**WHAT IS ASKED**
Gather every line in the listing below that contains the string "long", and copy each one out in full.

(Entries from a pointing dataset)
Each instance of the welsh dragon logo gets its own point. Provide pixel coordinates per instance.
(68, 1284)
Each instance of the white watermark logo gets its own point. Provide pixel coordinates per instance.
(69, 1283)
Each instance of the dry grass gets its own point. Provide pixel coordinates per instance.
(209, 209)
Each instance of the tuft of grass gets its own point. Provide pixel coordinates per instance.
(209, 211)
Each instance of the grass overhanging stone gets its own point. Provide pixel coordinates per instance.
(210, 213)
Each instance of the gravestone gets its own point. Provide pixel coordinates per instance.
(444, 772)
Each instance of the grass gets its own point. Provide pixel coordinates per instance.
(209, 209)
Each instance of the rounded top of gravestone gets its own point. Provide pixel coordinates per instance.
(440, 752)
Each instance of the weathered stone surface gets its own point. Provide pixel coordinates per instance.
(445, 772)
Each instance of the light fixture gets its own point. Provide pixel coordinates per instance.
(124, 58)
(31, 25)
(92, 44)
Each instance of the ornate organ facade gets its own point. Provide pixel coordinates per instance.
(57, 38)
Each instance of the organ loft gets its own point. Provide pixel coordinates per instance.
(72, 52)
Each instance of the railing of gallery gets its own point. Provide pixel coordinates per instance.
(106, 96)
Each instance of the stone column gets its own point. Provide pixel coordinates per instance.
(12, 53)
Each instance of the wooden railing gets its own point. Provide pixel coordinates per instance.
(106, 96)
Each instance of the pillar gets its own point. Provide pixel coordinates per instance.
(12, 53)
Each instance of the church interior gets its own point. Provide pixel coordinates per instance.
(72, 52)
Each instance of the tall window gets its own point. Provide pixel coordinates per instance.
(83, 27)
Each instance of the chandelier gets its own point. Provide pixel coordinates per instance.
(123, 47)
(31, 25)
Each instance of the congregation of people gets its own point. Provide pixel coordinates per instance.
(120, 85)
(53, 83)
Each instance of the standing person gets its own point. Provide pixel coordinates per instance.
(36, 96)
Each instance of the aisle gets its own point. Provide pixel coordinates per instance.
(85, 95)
...
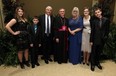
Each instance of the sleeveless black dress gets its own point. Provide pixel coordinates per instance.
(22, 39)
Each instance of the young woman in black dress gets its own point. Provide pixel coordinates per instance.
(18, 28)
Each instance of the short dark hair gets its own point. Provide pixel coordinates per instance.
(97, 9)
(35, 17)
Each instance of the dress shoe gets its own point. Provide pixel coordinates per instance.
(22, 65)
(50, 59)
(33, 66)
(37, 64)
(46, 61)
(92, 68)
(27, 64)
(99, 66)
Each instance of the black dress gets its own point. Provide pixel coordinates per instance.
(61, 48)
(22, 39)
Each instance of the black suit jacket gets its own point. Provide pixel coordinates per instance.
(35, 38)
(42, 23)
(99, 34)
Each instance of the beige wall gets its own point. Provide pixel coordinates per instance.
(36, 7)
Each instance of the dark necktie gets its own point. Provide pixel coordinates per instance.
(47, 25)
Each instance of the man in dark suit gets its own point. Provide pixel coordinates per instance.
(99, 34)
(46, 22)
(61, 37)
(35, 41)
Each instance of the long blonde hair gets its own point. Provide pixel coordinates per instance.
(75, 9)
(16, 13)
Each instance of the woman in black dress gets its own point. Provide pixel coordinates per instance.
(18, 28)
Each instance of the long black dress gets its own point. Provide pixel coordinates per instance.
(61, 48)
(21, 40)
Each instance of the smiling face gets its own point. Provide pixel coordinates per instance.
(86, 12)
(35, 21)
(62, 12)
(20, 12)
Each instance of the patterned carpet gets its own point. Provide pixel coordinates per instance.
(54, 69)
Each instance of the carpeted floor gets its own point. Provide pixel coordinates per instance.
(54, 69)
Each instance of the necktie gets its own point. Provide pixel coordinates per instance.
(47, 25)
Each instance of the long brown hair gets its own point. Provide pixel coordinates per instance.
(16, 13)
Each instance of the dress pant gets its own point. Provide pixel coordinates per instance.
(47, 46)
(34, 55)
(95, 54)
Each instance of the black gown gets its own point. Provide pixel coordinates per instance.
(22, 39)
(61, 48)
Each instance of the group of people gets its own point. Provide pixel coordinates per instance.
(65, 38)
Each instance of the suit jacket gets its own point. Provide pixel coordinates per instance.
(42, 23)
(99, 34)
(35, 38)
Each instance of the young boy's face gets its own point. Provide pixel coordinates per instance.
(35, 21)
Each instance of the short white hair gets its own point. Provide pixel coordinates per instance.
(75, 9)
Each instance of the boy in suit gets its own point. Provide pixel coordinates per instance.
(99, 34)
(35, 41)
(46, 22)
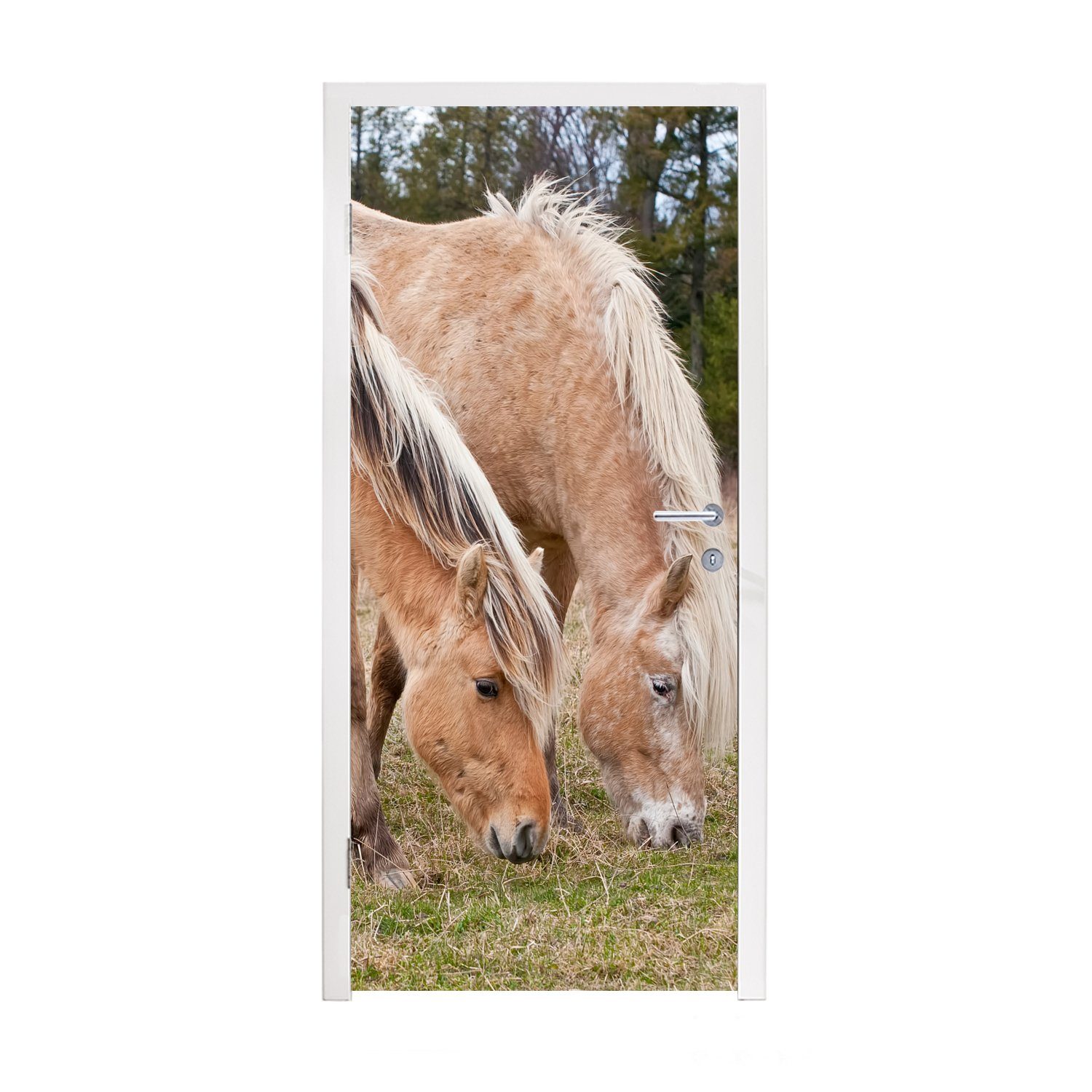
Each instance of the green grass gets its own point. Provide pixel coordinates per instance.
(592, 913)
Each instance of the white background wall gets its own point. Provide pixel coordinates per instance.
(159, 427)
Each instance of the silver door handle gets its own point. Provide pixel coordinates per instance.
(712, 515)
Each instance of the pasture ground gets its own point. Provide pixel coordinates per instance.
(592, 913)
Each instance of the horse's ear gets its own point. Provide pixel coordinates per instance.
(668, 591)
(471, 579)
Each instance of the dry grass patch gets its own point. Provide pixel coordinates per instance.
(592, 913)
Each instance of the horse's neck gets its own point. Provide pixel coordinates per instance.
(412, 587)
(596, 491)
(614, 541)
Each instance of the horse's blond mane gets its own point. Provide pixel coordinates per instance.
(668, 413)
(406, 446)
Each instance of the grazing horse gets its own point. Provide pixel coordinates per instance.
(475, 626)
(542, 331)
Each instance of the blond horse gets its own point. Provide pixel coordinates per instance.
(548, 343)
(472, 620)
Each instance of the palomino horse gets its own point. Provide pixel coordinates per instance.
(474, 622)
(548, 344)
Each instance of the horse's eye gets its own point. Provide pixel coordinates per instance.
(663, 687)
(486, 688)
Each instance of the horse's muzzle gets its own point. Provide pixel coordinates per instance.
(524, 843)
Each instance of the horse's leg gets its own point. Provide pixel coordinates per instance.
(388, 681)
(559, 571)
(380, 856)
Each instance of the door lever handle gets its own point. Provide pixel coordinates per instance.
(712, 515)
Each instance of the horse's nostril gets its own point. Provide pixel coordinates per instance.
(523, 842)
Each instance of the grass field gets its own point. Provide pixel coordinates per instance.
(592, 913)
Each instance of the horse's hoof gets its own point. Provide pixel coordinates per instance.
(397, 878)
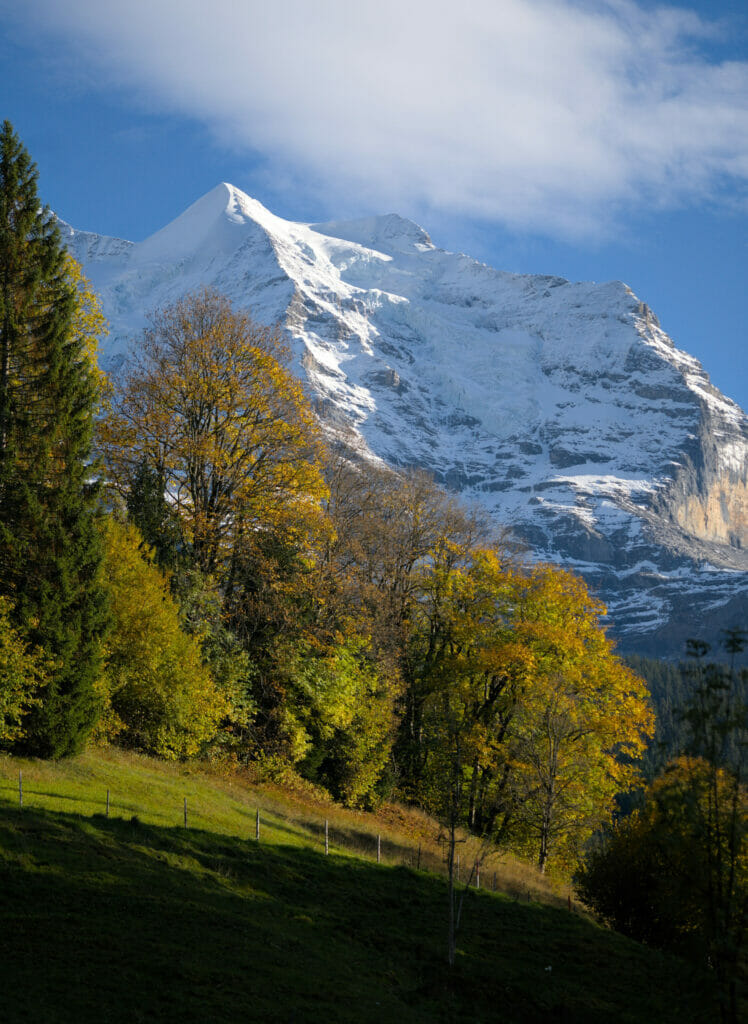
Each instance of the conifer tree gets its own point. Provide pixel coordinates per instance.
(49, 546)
---
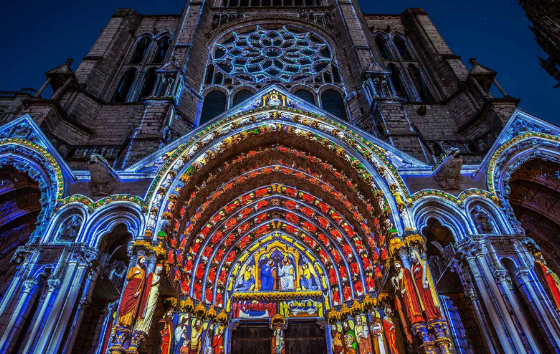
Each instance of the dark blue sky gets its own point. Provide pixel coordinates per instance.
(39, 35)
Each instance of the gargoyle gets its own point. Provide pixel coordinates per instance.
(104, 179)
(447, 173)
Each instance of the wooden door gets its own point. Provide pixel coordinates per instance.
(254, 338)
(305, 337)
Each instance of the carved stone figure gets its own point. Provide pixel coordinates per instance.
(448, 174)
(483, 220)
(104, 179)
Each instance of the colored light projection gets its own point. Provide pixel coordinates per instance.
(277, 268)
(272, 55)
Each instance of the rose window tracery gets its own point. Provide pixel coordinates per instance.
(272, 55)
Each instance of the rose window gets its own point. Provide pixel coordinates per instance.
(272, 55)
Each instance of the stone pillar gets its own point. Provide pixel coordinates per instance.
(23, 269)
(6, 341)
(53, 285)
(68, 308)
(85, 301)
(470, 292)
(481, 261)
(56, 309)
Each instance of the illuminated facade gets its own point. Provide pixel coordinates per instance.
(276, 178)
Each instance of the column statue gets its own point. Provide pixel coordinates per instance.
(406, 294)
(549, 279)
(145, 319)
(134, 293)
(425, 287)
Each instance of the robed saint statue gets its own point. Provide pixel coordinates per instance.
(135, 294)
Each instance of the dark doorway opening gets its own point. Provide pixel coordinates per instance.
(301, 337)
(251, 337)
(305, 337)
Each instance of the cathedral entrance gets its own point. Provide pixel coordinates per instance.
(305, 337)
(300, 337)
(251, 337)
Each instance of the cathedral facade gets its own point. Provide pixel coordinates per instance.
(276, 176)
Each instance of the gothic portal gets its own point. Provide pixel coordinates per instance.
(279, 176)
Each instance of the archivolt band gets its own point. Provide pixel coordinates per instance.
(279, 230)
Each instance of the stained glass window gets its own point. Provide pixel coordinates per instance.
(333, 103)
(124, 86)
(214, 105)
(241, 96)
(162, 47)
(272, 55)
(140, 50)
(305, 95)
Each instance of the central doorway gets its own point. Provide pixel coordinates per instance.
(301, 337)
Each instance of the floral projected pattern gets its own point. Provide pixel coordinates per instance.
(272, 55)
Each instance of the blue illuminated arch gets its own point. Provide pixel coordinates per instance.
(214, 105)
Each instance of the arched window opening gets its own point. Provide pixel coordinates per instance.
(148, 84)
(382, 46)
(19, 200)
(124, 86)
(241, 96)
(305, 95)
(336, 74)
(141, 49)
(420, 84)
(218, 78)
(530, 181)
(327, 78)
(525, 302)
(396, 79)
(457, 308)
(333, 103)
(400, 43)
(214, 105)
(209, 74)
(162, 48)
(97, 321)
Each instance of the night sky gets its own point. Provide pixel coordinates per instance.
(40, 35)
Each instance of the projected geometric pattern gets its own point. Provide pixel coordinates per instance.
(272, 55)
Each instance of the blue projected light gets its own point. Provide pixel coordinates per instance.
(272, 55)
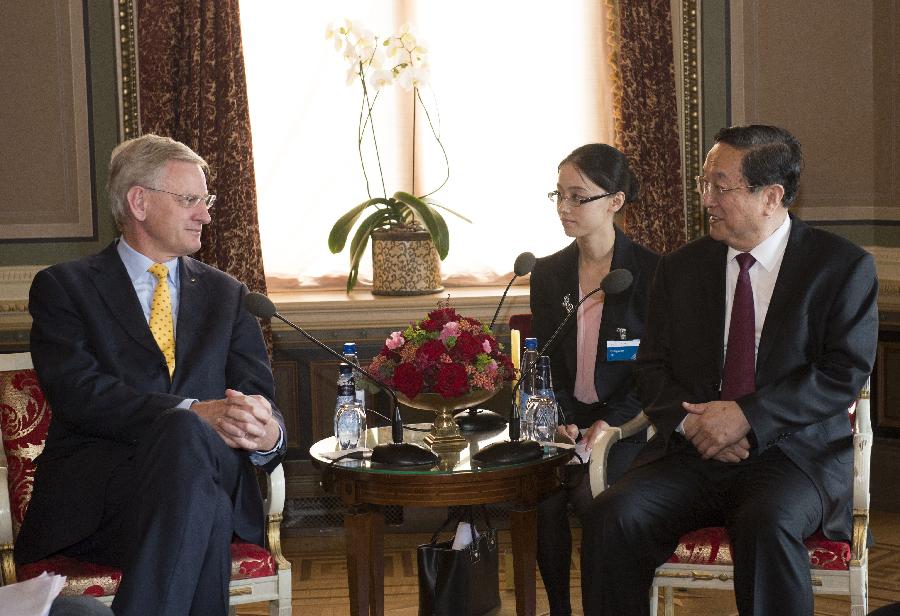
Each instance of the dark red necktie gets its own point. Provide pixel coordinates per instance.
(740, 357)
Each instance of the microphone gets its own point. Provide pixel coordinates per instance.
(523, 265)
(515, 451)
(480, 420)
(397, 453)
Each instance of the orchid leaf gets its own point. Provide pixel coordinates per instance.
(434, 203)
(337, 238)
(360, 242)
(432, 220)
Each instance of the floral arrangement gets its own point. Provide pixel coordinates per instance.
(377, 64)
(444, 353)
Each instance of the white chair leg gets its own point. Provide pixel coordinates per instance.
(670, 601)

**RESPONSE TO THE TASK**
Each instance of the long blonde hair gets its own point. Provide pixel coordinates per instance.
Each instance of the long black dress gets its own point. Provide pixel coordinates per instance.
Each instance of the long brown hair gets its own point. Provide pixel coordinates per instance.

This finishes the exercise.